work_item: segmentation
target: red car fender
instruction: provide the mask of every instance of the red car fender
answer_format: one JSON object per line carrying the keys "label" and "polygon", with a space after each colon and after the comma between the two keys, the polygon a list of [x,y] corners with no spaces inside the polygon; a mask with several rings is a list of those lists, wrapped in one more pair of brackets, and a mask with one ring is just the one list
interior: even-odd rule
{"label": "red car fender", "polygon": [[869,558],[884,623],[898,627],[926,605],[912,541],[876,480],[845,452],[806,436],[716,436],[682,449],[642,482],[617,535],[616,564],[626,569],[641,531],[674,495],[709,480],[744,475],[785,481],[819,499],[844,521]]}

## Problem details
Repeat every line of the records above exactly.

## Task answer
work_item: segmentation
target: red car fender
instruction: provide the mask of every instance of the red car fender
answer_format: one JSON object per line carrying the keys "label" and "polygon", with a space after each colon and after the comma between the two keys, the polygon a list of [x,y] corners with no spaces inside the polygon; a mask with several rings is a list of those lists, wrapped in one more pair of brackets, and a mask with one ring is just the one list
interior: even-odd rule
{"label": "red car fender", "polygon": [[869,558],[884,623],[898,627],[926,605],[912,541],[876,480],[845,452],[806,436],[716,436],[682,449],[642,482],[617,535],[616,564],[626,569],[641,531],[674,495],[709,480],[744,475],[785,481],[819,499],[844,521]]}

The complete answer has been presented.